■ **KORTE OPGAVE 1**:
Verzamel uit de records elke regel waarin het woord "leaf" voorkomt.

..............................

1975 – Zelda Fitzgerald, Mag ik de wals?
Amsterdam: Contact. Vertaling uit het Engels: Save Me the Waltz (1932).

Zelda Fitzgerald was de echtgenote van F. Scott Fitzgerald, en kon als schrijfster niet in zijn schaduw staan. Save Me the Waltz is haar enige, sterk autobiografisch getinte roman. Het nawoord van de vertalers is ondertekend door Snel en Meijsing. Aan het einde van dat nawoord bedanken ze M. Broekhof en dragen hun vertaling op aan M.C. Mooy: het model voor Martha uit de Erwintrilogie, tevens de ontwerpster van het omslag van Erwin en Michael van Mander. In 1981 publiceerde Meijsing onder het pseudoniem ‘Eefje Wijnberg’ de bekentenisroman Een meisjesleven. Eefje vertelt daarin dat haar literaire heldin Zelda Fitzgerald is, ‘de vrouw van de beroemde croniqueur van de jazz age, Scott Fitzgerald; en het was haar tragedie dat ze altijd in de eerste plaats als zijn vrouw gezien was’.12 In Meijsings roman De ongeschreven leer (1995), dat hij zelf als zijn opus magnum beschouwt, krijgt een van de hoofdpersonen de naam ‘Zelda’ toebedeeld. In zijn nog te verschijnen boek Tragische heldinnen zal, naast onder anderen Lee Miller, Isabelle Eberhardt, Marie Trintignant en Jean Seberg, ook Zelda Fitzgerald figureren.13

1975 – Charles Baudelaire, Arm België
Amsterdam: De Arbeiderspers. Vertaling uit het Frans: Pauvre Belgique (1864).

..............................

■ **KORTE OPGAVE 2**:
Onder welk pseudoniem bracht Meijsing volgens de gegeven tekst in 1981 de roman Een meisjesleven uit?

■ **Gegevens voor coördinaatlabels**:

..............................

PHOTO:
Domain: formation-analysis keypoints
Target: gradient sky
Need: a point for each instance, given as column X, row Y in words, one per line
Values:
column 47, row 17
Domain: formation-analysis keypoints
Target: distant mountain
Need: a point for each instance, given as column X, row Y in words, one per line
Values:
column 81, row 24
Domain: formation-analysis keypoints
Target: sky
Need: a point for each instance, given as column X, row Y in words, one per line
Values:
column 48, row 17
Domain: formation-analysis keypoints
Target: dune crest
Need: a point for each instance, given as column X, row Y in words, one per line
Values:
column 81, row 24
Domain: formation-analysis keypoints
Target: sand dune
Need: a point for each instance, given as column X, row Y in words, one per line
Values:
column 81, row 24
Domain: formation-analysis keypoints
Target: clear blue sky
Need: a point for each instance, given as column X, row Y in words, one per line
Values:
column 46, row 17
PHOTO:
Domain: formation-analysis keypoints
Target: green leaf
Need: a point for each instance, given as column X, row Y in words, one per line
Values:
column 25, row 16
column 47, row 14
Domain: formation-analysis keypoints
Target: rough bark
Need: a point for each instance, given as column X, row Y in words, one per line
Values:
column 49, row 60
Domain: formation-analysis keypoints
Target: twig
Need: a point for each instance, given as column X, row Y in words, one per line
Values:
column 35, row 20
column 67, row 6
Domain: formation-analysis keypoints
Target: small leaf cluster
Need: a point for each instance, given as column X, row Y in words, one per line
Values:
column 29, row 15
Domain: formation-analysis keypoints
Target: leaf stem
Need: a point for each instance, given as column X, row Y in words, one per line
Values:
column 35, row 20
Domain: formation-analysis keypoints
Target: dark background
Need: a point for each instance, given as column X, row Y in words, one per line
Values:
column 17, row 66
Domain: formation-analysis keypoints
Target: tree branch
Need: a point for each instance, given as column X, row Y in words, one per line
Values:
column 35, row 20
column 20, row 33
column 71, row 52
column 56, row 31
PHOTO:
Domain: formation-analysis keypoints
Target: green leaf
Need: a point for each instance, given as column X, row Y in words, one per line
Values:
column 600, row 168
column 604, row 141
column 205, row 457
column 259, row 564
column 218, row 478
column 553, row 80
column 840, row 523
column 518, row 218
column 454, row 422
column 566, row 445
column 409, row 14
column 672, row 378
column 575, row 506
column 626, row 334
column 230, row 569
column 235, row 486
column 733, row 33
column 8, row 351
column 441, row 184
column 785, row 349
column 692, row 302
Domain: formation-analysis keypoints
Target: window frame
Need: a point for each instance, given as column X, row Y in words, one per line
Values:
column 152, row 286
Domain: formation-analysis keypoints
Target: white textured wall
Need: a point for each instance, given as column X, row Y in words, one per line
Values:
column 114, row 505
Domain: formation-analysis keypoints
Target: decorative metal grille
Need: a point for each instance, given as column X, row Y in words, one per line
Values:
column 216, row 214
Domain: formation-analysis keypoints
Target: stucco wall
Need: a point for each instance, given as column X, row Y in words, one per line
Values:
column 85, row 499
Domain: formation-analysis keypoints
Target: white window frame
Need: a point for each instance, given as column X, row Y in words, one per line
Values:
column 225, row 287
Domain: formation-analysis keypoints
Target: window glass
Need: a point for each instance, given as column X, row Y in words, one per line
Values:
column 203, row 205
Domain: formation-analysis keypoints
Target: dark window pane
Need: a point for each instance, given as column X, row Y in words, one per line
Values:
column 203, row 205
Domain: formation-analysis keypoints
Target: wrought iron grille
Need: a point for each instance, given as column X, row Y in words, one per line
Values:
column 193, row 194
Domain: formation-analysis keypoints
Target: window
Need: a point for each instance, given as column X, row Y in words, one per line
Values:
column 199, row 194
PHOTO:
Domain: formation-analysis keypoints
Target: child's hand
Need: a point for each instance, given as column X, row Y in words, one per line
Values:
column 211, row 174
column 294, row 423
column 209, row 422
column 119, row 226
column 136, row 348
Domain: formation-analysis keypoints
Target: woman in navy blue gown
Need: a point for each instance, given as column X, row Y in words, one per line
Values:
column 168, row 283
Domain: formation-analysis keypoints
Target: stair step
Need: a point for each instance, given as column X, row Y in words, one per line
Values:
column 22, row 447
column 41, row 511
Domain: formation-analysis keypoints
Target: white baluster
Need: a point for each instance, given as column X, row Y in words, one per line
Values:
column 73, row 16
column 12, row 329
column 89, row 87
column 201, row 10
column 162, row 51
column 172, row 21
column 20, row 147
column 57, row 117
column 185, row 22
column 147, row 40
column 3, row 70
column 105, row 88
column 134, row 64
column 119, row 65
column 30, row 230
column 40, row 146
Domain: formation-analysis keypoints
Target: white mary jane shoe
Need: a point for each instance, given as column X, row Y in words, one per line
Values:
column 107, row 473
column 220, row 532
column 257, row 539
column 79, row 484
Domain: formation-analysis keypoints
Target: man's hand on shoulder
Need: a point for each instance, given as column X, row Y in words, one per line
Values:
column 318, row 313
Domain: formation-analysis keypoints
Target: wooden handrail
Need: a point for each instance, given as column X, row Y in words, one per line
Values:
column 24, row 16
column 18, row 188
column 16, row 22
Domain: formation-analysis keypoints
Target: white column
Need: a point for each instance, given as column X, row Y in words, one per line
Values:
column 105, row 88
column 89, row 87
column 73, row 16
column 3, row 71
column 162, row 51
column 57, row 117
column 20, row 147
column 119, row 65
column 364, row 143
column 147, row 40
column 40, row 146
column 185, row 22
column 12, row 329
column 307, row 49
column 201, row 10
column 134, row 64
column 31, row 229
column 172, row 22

..............................

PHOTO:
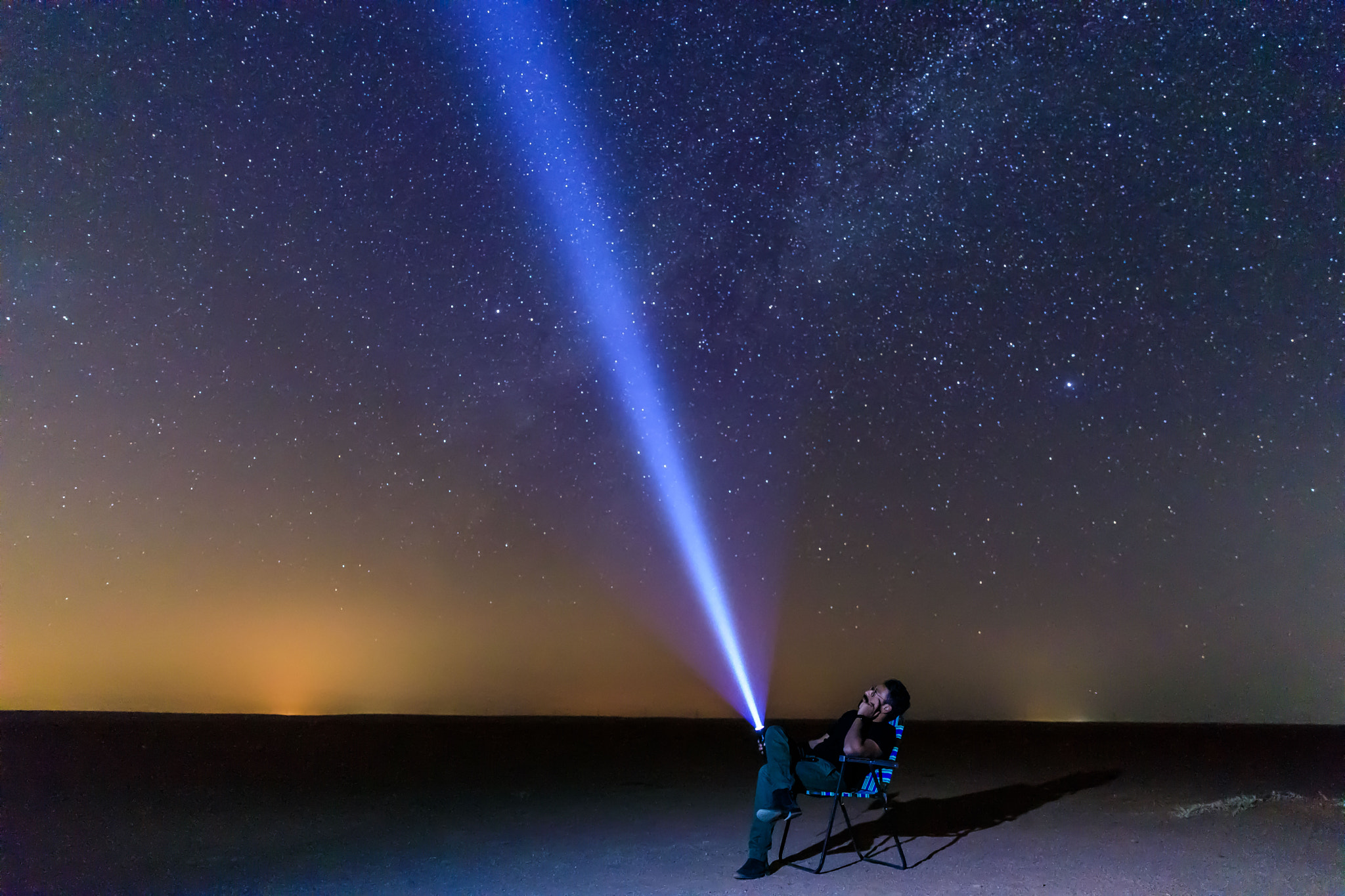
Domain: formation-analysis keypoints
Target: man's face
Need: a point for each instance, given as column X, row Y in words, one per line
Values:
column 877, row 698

..............................

■ **VOLLEDIG ANTWOORD 1**:
Target: green leaf
Target: small leaf cluster
Target: leaf stem
Target: green leaf

■ **VOLLEDIG ANTWOORD 2**:
Onder het pseudoniem ‘Eefje Wijnberg’.